Challenges:
[1] In the Shining Armor passage, why hasn't Cadance come back for a second lesson since the doctor released him? Explain in one to three sentences.
[2] Quote from the rows word for word, starting at the line that contains "Each instance of the ornate" and ending at the last line of the rows.

Excerpted passage:
--------------------------------------------------
Short Description: After a foiled assassination attempt, Shining Armor is wounded and resting in his quarters. Cadance comes to visit and teach him about the political situation in the country they are traveling to (this happens offscreen). After this visit, one of Shining Armors subordinates starts a rumor the she overheard Cadance and Shining Armor having an affair in his quarters (this is untrue). After taking this report, among others, a still-wounded Shining Armor reflects on this information:


Shining Armor watched the door, half expecting it to knock again. When it didn’t happen, he let out a breath he hadn’t realized he was holding and slumped back into his bed. The rumors started by Storm was an ill-timed complication. While there was nothing between them, he couldn’t ignore the fact that soldiers would be watching Cadance and him like a foal watched the ice cream colt rolling down the street. It explained why she hadn’t visited him for a second lesson since he was released by the doctor.

Great. Now, I have to defend Cadance’s reputation too. This is the last thing I need right now.


A) He thought back to the first night after he had been released, wracking his brain for anything that Storm could have misinterpreted as “inappropriate conduct” between Cadance and him. All he could recall was that Cadance had been in a good mood and very receptive to his jokes and teasing. Beyond being rather giggly, though, he didn’t think anything untoward had happened that evening.
--------------------------------------------------
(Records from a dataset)
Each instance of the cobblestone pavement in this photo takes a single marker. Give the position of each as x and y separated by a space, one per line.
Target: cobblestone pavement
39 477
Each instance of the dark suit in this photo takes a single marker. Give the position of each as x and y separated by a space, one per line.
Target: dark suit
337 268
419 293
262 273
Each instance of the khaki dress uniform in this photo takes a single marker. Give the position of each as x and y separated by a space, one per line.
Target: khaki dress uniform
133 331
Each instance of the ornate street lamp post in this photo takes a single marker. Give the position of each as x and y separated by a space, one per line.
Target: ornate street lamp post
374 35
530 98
--------------------------------------------------
Answers to the exercises:
[1] Storm started rumors that Cadance and Shining Armor were having an affair. Because of this, soldiers would be watching the two of them closely, and that explains why she hadn't visited him again.

[2]
Each instance of the ornate street lamp post in this photo takes a single marker. Give the position of each as x and y separated by a space, one per line.
Target: ornate street lamp post
374 35
530 98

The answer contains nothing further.